PROBLEM DETAILS: Nothing other than the lines from the one containing "Mark each instance of the chrysanthemum" through the close of the entries below should be printed, each exactly.

PROVIDED RECORDS:
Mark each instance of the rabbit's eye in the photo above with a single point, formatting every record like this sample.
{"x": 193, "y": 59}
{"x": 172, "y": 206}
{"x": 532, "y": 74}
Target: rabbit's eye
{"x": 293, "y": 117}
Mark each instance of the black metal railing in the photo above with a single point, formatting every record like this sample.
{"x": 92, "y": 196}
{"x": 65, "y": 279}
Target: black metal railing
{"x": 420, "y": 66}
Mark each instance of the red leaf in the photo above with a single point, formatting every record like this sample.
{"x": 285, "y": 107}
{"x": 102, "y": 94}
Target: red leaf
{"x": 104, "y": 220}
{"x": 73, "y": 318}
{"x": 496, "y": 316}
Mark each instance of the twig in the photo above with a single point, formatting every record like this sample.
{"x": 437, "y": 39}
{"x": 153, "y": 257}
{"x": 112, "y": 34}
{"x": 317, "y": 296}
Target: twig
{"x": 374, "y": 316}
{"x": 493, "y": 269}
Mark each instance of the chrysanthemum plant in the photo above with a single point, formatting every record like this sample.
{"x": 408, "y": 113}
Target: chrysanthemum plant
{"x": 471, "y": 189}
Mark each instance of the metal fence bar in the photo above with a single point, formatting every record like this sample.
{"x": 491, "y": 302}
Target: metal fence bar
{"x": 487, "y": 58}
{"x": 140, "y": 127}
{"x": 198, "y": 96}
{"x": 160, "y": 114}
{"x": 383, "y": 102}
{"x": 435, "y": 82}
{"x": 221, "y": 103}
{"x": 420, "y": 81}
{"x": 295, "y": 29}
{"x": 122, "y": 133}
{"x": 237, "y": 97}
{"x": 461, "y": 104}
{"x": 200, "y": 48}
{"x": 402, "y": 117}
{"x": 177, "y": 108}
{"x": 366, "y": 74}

ANSWER:
Mark each instance of the chrysanthemum plant in the photo above with a single point, formatting every record like this sample.
{"x": 408, "y": 113}
Target: chrysanthemum plant
{"x": 471, "y": 189}
Mark each instance of the metal fence bar in the photo above with a single point, formatting every record like this sample.
{"x": 491, "y": 302}
Target: metal fence bar
{"x": 487, "y": 58}
{"x": 140, "y": 127}
{"x": 198, "y": 96}
{"x": 160, "y": 114}
{"x": 383, "y": 102}
{"x": 435, "y": 82}
{"x": 221, "y": 103}
{"x": 420, "y": 81}
{"x": 295, "y": 29}
{"x": 122, "y": 133}
{"x": 237, "y": 97}
{"x": 461, "y": 104}
{"x": 200, "y": 48}
{"x": 402, "y": 117}
{"x": 177, "y": 108}
{"x": 366, "y": 74}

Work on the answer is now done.